Input material -
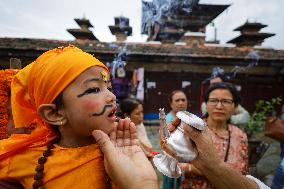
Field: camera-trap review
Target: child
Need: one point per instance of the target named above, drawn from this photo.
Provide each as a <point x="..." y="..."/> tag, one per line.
<point x="63" y="96"/>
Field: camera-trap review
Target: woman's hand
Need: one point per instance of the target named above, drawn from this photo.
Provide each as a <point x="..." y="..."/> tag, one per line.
<point x="124" y="160"/>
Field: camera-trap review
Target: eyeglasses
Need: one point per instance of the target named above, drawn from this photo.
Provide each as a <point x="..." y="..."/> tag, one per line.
<point x="224" y="102"/>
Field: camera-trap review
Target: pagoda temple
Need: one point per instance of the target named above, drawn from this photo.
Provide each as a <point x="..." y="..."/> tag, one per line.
<point x="170" y="28"/>
<point x="84" y="33"/>
<point x="250" y="35"/>
<point x="121" y="29"/>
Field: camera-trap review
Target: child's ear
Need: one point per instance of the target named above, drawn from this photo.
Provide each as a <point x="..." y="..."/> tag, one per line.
<point x="51" y="115"/>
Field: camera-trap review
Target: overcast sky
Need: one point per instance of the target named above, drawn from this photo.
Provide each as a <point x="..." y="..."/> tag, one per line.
<point x="50" y="19"/>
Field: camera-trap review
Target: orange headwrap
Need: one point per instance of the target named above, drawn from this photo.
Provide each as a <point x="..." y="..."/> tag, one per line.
<point x="6" y="77"/>
<point x="40" y="83"/>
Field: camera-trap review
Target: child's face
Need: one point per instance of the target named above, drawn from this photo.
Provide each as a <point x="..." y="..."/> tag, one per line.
<point x="89" y="104"/>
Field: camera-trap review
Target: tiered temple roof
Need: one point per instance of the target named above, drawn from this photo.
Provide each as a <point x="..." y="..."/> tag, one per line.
<point x="83" y="33"/>
<point x="250" y="35"/>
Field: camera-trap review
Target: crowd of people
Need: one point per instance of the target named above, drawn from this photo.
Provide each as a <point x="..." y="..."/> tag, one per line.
<point x="70" y="136"/>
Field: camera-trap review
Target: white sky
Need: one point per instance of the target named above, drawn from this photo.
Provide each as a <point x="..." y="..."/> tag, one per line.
<point x="50" y="19"/>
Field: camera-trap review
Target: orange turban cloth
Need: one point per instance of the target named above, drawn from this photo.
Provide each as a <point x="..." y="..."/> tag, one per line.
<point x="40" y="83"/>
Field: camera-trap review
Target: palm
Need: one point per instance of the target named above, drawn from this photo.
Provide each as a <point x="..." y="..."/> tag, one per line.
<point x="128" y="156"/>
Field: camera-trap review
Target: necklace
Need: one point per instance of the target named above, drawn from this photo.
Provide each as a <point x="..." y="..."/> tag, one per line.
<point x="228" y="147"/>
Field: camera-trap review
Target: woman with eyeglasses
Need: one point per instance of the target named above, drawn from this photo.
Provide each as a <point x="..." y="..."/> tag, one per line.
<point x="230" y="141"/>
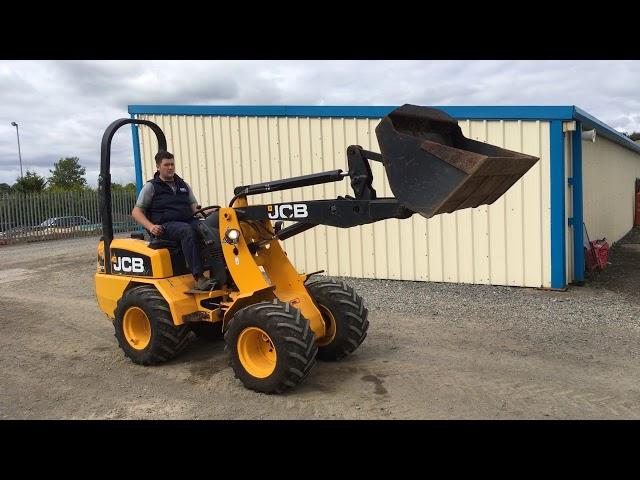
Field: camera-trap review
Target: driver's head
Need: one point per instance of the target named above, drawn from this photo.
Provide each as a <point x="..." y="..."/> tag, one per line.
<point x="165" y="165"/>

Exercise - For this exercise, return the data above exactly and leave every picture out.

Output for this exercise -
Field: camera-trap review
Target: child
Need: one point per instance of the target named above, drawn from this photo.
Provide each as a <point x="..." y="..."/> tag, one per line.
<point x="63" y="96"/>
Field: camera-trap review
Target: woman's hand
Need: one point per instance of the target named above, drawn from this photo.
Provide each as a <point x="..." y="..."/> tag, one per line.
<point x="124" y="160"/>
Field: camera-trap review
Target: eyeglasses
Need: one point per instance of the target named above, drawn from this photo.
Provide each as a <point x="..." y="..."/> tag, one per line.
<point x="224" y="102"/>
Field: camera-trap review
Target: pagoda temple
Need: one point per instance of the target named above, drawn from this photo.
Provide each as a <point x="..." y="..."/> tag, one per line.
<point x="170" y="28"/>
<point x="84" y="33"/>
<point x="250" y="35"/>
<point x="121" y="29"/>
Field: camera-trap review
Target: child's ear
Need: one point per instance of the target named above, drawn from this photo.
Provide each as a <point x="..." y="..."/> tag, one per line.
<point x="51" y="115"/>
Field: camera-trap review
Target: overcast sky
Need: one point per instance of the target named above, drawn from this photo.
Provide each as a <point x="..." y="..."/> tag, one per line.
<point x="50" y="19"/>
Field: camera-trap review
Target: orange headwrap
Need: one point per instance of the target named above, drawn from this photo.
Provide each as a <point x="..." y="..."/> tag, one per line.
<point x="6" y="77"/>
<point x="40" y="83"/>
Field: camera-trap review
Target: child's face
Need: one point per instance of the target named above, drawn from this photo.
Provide each as a <point x="..." y="..."/> tag, one per line.
<point x="89" y="104"/>
Field: camera-trap review
Target: tiered temple roof
Need: one point per instance of the target named above, drawn from this photo.
Provide each as a <point x="..." y="..."/> tag, one per line.
<point x="83" y="33"/>
<point x="250" y="35"/>
Field: camera-trap review
Target: crowd of people
Need: one point per instance of the target named above, drawn from this photo.
Provide each as a <point x="..." y="..."/> tag, one per line.
<point x="70" y="136"/>
Field: camera-trap review
Target: white sky
Need: one point per instance of the target named above, drawn from this photo.
Provide each as a <point x="..." y="..."/> tag, one per line.
<point x="50" y="19"/>
Field: camera-trap review
Target: orange turban cloth
Need: one point per instance of the target named above, drawn from this photo.
Provide each as a <point x="..." y="..."/> tag, one per line.
<point x="40" y="83"/>
Field: camera-trap review
Target: palm
Need: one point per instance of the target named above, drawn from this photo.
Provide each as a <point x="..." y="..."/> tag, one per line.
<point x="128" y="156"/>
Field: camera-trap review
Target: necklace
Need: one point per instance of the target named above, drawn from this photo.
Provide each as a <point x="..." y="..."/> tag, one per line.
<point x="228" y="147"/>
Field: camera-trap review
Target: woman with eyeglasses
Need: one point per instance of the target named above, drawn from this photo.
Provide each as a <point x="..." y="..."/> tag, one per line.
<point x="230" y="141"/>
Field: camera-trap review
Target: driver's head
Need: one point per instance of the target named above, drawn from this photo.
Provide each as a <point x="..." y="..."/> tag, one per line.
<point x="165" y="165"/>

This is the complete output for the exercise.